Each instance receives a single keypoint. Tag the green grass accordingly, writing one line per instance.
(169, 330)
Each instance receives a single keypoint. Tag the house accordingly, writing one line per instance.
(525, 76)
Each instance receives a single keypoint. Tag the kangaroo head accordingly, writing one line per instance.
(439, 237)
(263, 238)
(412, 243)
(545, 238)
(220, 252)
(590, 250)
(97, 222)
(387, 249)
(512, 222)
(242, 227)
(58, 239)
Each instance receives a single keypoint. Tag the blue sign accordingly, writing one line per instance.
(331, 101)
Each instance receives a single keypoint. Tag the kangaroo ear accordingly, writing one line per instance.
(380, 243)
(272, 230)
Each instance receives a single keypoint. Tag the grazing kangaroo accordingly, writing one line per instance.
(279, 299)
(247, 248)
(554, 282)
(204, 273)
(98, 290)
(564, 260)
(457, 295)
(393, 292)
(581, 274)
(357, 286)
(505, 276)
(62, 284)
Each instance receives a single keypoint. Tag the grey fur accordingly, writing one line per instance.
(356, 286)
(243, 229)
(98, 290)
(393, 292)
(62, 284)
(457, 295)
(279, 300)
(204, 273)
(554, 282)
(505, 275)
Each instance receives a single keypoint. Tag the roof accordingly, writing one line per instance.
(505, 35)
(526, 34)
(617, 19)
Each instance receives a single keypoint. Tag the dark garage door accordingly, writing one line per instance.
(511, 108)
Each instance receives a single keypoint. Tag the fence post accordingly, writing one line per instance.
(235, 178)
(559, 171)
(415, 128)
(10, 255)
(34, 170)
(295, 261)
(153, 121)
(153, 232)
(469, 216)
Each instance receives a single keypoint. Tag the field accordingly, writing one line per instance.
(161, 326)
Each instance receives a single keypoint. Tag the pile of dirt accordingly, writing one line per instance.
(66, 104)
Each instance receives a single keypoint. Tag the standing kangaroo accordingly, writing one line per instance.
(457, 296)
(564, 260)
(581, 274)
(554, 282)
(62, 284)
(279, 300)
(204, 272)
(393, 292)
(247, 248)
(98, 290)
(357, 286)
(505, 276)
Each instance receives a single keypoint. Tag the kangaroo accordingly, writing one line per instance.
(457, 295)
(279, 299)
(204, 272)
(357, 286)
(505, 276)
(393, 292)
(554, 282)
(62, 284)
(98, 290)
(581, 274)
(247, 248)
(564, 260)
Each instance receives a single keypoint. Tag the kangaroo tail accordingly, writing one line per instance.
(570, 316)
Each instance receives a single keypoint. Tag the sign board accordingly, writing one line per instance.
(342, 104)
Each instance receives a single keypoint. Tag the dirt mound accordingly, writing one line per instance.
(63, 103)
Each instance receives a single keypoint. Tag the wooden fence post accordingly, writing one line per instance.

^^^^^^^^^^^^^^^^

Set down nothing but the lines from the one containing "Each instance receives a single keypoint. Tag the standing" through the final line above, exactly as written.

Each instance receives a single keypoint. Tag the standing kangaroo accordingly, writing one line per instance.
(457, 296)
(564, 260)
(581, 274)
(554, 282)
(62, 284)
(279, 300)
(204, 272)
(393, 292)
(247, 248)
(98, 290)
(357, 286)
(505, 276)
Each instance receives a single keypoint. Tag the kangaroo accordingly, writing one line per instance.
(457, 295)
(279, 299)
(204, 272)
(357, 286)
(505, 276)
(393, 292)
(554, 282)
(62, 284)
(98, 290)
(581, 274)
(247, 248)
(564, 260)
Each instance receives a single keypoint. Tag the kangaroo tail accordingly, writing one line per instance.
(570, 316)
Each instance receives a single keypoint. Tag the sign board accordingly, writing one line per instance.
(342, 104)
Each instance receives a single keypoint. Tag the dirt mound accordingly, writing one line per instance.
(63, 103)
Each instance receives a single keypoint. Tag the wooden fence post accordingly, writing one line per instance.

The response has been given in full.